- [Problem a]: Duplicate the notes on REFRESH CLUSTER application issues in full, word for word.

Application issues seen when running REFRESH CLUSTER

Application issues seen when running REFRESH CLUSTER

Issuing REFRESH CLUSTER is disruptive to the cluster. It might make cluster objects invisible for a short time until the REFRESH CLUSTER processing completes. This can affect running applications. These notes describe some of the application issues you might see.

Reason codes that you might see from MQOPEN, MQPUT, or MQPUT1 calls

During REFRESH CLUSTER the following reason codes might be seen. The reason why each of these codes appears is described in a later section of this topic.

2189 MQRC_CLUSTER_RESOLUTION_ERROR
2085 MQRC_UNKNOWN_OBJECT_NAME
2041 MQRC_OBJECT_CHANGED
2082 MQRC_UNKNOWN_ALIAS_BASE_Q
2270 MQRC_NO_DESTINATIONS_AVAILABLE

All these reason codes indicate name lookup failures at one level or another in the IBM MQ code, which is to be expected if apps are running throughout the time of the REFRESH CLUSTER operation.

The REFRESH CLUSTER operation might be happening locally, or remotely, or both, to cause these outcomes. The likelihood of them appearing is especially high if full repositories are very busy. This happens if REFRESH CLUSTER activities are running locally on the full repository, or remotely on other queue managers in the cluster or clusters that the full repository is responsible for.

In respect of cluster queues that are absent temporarily, and will shortly be reinstated, then all of these reason codes are temporary retry-able conditions (although for 2041 MQRC_OBJECT_CHANGED it can be a little complicated to decide whether the condition is retry-able). If consistent with application rules (for example maximum service times) we should probably retry for about a minute, to give time for the REFRESH CLUSTER activities to complete. For a modest sized cluster, completion is likely to be much quicker than that.

If any of these reason codes is returned from MQOPEN, then no object handle is created, but a later retry should be successful in creating one.

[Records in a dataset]
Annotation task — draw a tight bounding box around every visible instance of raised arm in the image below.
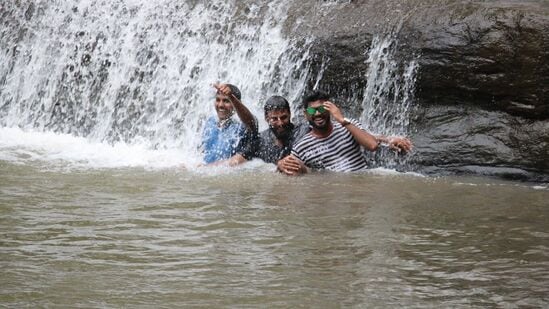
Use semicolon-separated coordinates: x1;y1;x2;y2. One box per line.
213;84;257;132
323;101;378;151
324;101;413;152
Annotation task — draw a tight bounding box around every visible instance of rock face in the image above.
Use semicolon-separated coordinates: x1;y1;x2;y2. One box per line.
288;1;549;181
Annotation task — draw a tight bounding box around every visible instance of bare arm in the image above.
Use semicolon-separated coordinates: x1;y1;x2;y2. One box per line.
324;101;378;151
324;101;413;152
213;84;257;132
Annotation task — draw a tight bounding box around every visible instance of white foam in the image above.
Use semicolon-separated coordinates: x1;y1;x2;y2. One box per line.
0;127;200;169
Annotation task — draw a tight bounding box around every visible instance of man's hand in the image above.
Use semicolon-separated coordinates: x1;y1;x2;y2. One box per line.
212;83;233;98
387;136;414;153
322;101;345;123
276;155;307;176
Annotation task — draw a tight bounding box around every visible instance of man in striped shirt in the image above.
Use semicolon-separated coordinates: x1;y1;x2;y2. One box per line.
281;92;412;175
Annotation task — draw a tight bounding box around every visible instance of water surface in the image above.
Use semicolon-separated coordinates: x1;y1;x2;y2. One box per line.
0;161;549;308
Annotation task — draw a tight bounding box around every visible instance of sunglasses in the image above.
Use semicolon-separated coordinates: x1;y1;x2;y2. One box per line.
307;105;326;116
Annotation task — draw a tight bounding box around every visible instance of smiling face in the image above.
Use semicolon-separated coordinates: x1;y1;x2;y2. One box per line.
214;93;234;120
305;100;330;132
265;109;292;139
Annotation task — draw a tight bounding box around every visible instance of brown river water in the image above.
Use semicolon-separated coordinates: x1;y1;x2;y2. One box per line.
0;161;549;308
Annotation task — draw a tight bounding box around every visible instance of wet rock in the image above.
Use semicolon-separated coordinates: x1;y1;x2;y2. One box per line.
288;0;549;180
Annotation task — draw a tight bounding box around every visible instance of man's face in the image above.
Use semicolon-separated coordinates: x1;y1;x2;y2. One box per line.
305;100;330;131
214;93;234;120
265;109;292;138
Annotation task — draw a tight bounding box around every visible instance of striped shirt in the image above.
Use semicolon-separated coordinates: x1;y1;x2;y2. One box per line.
292;119;368;172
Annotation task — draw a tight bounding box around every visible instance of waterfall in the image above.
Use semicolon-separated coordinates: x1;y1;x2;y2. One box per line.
360;32;418;167
0;0;308;160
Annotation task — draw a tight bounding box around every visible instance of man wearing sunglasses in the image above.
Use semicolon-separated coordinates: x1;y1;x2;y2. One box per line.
279;91;412;175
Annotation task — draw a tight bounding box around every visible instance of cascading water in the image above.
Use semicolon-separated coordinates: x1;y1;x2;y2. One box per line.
0;0;417;166
0;0;308;167
360;34;418;167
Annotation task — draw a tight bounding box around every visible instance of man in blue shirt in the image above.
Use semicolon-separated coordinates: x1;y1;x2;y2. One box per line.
202;84;257;166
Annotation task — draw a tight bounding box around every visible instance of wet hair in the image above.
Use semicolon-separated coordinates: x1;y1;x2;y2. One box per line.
263;95;290;116
303;91;330;109
227;84;242;100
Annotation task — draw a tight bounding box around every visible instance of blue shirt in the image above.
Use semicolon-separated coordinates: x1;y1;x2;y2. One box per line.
202;117;250;163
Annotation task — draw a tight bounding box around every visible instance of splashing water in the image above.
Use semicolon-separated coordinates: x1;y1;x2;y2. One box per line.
0;0;308;167
361;34;418;167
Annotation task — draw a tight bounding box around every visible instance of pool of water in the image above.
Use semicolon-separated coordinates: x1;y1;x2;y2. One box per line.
0;161;549;308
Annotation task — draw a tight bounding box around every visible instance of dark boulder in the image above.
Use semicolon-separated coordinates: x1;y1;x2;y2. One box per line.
288;1;549;181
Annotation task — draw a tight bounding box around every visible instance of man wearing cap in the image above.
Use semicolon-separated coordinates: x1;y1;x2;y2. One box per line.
201;84;257;166
280;91;412;175
230;96;310;169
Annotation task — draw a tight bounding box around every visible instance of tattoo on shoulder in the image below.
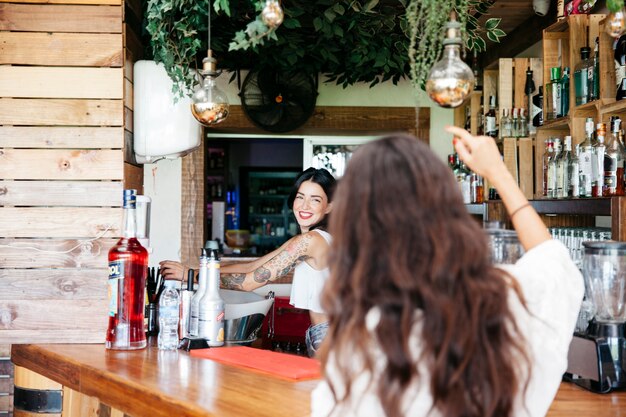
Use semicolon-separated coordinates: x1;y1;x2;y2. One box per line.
254;266;272;283
220;274;246;290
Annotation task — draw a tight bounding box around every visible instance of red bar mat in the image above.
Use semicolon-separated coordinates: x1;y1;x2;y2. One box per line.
189;346;320;381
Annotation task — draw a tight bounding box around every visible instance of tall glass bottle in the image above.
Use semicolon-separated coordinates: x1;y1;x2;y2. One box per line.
574;46;591;106
544;67;561;120
556;136;572;198
542;138;554;197
105;189;148;350
602;116;625;197
578;117;594;197
548;138;562;198
591;123;606;197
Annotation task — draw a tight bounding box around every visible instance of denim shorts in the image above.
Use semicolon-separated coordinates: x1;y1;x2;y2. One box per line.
306;322;328;358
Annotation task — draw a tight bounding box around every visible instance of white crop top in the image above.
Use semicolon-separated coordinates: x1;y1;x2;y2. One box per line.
289;229;332;313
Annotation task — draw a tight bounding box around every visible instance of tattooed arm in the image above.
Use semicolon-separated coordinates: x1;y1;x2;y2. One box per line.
220;233;314;291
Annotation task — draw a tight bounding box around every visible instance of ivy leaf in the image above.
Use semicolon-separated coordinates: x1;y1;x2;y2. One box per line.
485;17;504;33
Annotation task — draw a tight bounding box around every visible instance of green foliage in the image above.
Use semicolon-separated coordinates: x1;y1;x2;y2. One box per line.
145;0;502;96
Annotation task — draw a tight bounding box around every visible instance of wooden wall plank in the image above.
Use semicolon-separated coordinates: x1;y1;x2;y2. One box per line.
0;126;124;149
0;32;123;67
0;207;122;238
0;239;118;268
0;149;123;180
0;0;122;6
0;300;108;330
0;180;122;207
0;98;124;126
0;3;122;33
0;66;123;99
0;270;108;302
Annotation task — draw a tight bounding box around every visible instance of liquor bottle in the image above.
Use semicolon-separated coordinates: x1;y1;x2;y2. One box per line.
545;67;561;120
531;85;543;127
105;190;148;350
602;116;625;197
198;241;225;347
589;37;600;101
542;138;554;197
548;138;561;198
189;248;209;337
500;109;513;140
591;123;606;197
485;96;498;139
559;67;569;117
522;67;536;137
476;96;485;136
578;117;594;197
556;136;572;198
567;142;580;198
613;33;626;100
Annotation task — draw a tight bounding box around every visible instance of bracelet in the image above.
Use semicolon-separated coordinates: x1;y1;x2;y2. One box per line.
509;203;530;220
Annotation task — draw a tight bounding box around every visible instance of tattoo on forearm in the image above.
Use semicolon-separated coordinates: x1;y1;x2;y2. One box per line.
220;274;246;290
254;266;272;283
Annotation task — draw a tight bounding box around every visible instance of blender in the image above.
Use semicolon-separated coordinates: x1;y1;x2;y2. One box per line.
565;241;626;393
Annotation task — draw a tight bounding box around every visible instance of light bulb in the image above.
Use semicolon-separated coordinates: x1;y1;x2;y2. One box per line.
426;19;475;108
605;8;626;38
191;50;230;127
261;0;285;28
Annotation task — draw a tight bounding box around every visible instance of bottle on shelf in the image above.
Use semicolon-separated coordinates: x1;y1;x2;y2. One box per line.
105;189;148;350
574;46;591;106
578;117;594;197
548;138;561;198
545;67;561;120
602;116;625;197
589;37;600;101
485;96;498;139
530;85;543;128
522;67;536;133
558;67;569;117
189;248;209;337
198;241;224;347
556;136;572;198
541;138;554;197
613;33;626;100
157;280;180;350
591;123;606;197
567;143;580;198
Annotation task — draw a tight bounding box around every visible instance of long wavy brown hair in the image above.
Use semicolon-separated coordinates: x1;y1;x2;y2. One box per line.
320;135;529;417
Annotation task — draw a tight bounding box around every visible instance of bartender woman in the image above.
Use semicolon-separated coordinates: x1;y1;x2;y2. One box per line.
160;168;336;356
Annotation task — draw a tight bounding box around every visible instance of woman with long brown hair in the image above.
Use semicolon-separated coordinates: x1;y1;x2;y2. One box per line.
312;127;584;417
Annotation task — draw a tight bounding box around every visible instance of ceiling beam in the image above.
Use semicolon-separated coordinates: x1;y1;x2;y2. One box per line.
481;4;556;68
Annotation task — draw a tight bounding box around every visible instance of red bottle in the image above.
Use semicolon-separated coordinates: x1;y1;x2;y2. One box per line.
106;190;148;350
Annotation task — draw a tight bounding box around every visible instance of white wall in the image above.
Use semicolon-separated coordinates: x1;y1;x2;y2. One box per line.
144;73;454;266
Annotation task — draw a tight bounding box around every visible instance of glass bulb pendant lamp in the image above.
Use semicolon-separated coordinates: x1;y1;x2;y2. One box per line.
426;14;475;108
191;49;230;127
261;0;285;29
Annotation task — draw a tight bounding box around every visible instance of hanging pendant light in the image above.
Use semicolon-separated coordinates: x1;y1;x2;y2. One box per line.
191;0;230;127
261;0;285;29
426;12;475;108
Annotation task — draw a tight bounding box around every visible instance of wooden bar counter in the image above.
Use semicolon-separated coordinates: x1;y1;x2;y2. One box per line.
11;345;626;417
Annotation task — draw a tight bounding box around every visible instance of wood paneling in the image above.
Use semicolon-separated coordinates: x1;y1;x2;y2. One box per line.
0;66;123;99
0;180;122;207
0;149;123;180
0;238;117;268
0;126;124;149
0;98;124;126
0;207;122;238
0;2;122;33
0;300;108;330
0;32;123;67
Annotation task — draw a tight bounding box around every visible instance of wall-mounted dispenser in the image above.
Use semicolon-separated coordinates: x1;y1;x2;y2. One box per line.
133;61;202;164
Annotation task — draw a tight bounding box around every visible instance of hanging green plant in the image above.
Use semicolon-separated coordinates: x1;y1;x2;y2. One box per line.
144;0;503;96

- [Problem b]: Which lines of the records contain the string "hair"? Pull out each of those lines, matching case exactly.

- [Exercise output a]:
Application issues seen when running REFRESH CLUSTER

Application issues seen when running REFRESH CLUSTER

Issuing REFRESH CLUSTER is disruptive to the cluster. It might make cluster objects invisible for a short time until the REFRESH CLUSTER processing completes. This can affect running applications. These notes describe some of the application issues you might see.

Reason codes that you might see from MQOPEN, MQPUT, or MQPUT1 calls

During REFRESH CLUSTER the following reason codes might be seen. The reason why each of these codes appears is described in a later section of this topic.

2189 MQRC_CLUSTER_RESOLUTION_ERROR
2085 MQRC_UNKNOWN_OBJECT_NAME
2041 MQRC_OBJECT_CHANGED
2082 MQRC_UNKNOWN_ALIAS_BASE_Q
2270 MQRC_NO_DESTINATIONS_AVAILABLE

All these reason codes indicate name lookup failures at one level or another in the IBM MQ code, which is to be expected if apps are running throughout the time of the REFRESH CLUSTER operation.

The REFRESH CLUSTER operation might be happening locally, or remotely, or both, to cause these outcomes. The likelihood of them appearing is especially high if full repositories are very busy. This happens if REFRESH CLUSTER activities are running locally on the full repository, or remotely on other queue managers in the cluster or clusters that the full repository is responsible for.

In respect of cluster queues that are absent temporarily, and will shortly be reinstated, then all of these reason codes are temporary retry-able conditions (although for 2041 MQRC_OBJECT_CHANGED it can be a little complicated to decide whether the condition is retry-able). If consistent with application rules (for example maximum service times) we should probably retry for about a minute, to give time for the REFRESH CLUSTER activities to complete. For a modest sized cluster, completion is likely to be much quicker than that.

If any of these reason codes is returned from MQOPEN, then no object handle is created, but a later retry should be successful in creating one.

- [Exercise output b]:
Annotation task — draw a tight bounding box around every visible instance of wet hair in the image above.
Annotation task — draw a tight bounding box around every visible instance of long wavy brown hair in the image above.
Annotation task — draw a tight bounding box around every visible instance of woman with long brown hair in the image above.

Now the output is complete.